:: Page excerpt ::

Residents urged to act to stop ants
The number of properties infested with Darwin's and Argentine ants in Nelson is continuing to increase as the invasive pests continue their march across the city.
There are now 2540 properties in Nelson and Richmond that have Darwin's or Argentine ants. This is up from 2012 properties last summer, and 895 five years ago.
People who live on properties known to have the ants are asked to be vigilant and help slow their spread, particularly to stop the pests moving to the region's offshore islands and other special places.
People should check pot plants do not contain colonies before moving them.
Caravans, trailers, vehicles and boats that had been parked up for periods should also be checked for the ants before they are shifted off the property.
Nelson entomologist Richard Toft urges people to check that there are no queen ants, or worker ants carrying larvae or pupae in boats, caravans or vehicles before they are moved.
He said new infested areas were largely a result of infected areas expanding into neighbouring properties.
As the number of properties infested grew it was more likely that new areas would pop up outside areas already known to have the ants.
Argentine ants continue to be the biggest problem in the region. There are 2265 properties known to have Argentine Ants. Of these, 1521 are in Nelson and 691 in Richmond.
Both Darwin's and Argentine Ants are small and brown, and can quickly become household and environmental pests.
Argentine ants were first found at Port Nelson in 2001 and are considered to be one of the world's worst invasive ant species.
They rapidly increase in numbers, form super-colonies and are difficult to eradicate. They can spoil outdoor activities in backyards and can also affect the health and growth of garden plants.
Darwin's Ants produce a strong smell when squashed.
Tasman District Council's biosecurity co-ordinator Lindsay Vaughan said it was disappointing to see the extent of the spread of the ants in the region, but the councils believe the rate of spread is slowing.
However, many residents have found treating their whole section too expensive.
Lindsay said the control programme for properties with Darwin's Ants has been completed, but residents dealing with Argentine Ants in Nelson were required to bait for those ants over the next two weekends.
A co-ordinated approach to baiting is required if it is to be the most effective way to stop re-invasion from neighbouring properties. Residents in southern Nelson and Stoke are asked to bait this weekend, or, alternatively, on the first fine evening afterwards.
Wakapuaka residents, The Wood residents and those with infected properties in Richmond should bait on February 15 and 16 or the first fine evening that follows.
Lindsay says there are different treatment options available and properties known to have the ants will have received a letter containing treatment information from the councils.
He says residents can use X-It spray which is $51.75 for 225ml, Bi-force granules which costs $11.60 for a 500 gram shaker and Xtinguish bait which costs $60 to $70 for 325g cartridges.
All products can reduce the number of ants, but will not get rid of them completely.
Lindsay says many people like the spray and granules because they stop re-invasion of the ants for the short to medium term.
He said because the products were contact insecticide people should use the spray in a targeted way and not cover their whole property with it.
Xtinguish will control the ants, but is not as effective at stopping re-invasion.

:::
:: Data extracts ::

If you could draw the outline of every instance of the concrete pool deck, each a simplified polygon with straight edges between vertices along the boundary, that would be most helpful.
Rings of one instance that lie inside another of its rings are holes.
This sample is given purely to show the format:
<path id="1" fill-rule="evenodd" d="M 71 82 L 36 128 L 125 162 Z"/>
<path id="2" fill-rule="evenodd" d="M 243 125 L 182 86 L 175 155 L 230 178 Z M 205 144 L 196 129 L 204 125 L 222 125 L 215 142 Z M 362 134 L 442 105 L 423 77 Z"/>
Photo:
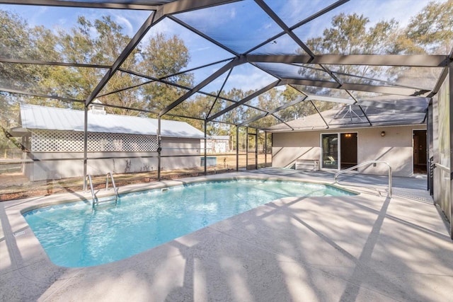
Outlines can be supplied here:
<path id="1" fill-rule="evenodd" d="M 333 180 L 272 168 L 194 178 L 243 175 Z M 0 301 L 453 301 L 453 241 L 426 179 L 394 178 L 392 198 L 386 177 L 340 181 L 360 194 L 278 199 L 130 258 L 82 268 L 53 265 L 21 211 L 89 194 L 3 202 Z"/>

:::

▸ List of tasks
1. Quote the ant article from "Darwin's Ants produce" to "spread is slowing.".
2. Answer these questions using the ant article:
(a) Where and in what year were Argentine ants first found?
(b) What do Darwin's Ants produce when squashed?
(c) How much does a 500 gram shaker of Bi-force granules cost?

▸ Written answers
1.
Darwin's Ants produce a strong smell when squashed.
Tasman District Council's biosecurity co-ordinator Lindsay Vaughan said it was disappointing to see the extent of the spread of the ants in the region, but the councils believe the rate of spread is slowing.

2.
(a) At Port Nelson in 2001.
(b) A strong smell.
(c) $11.60.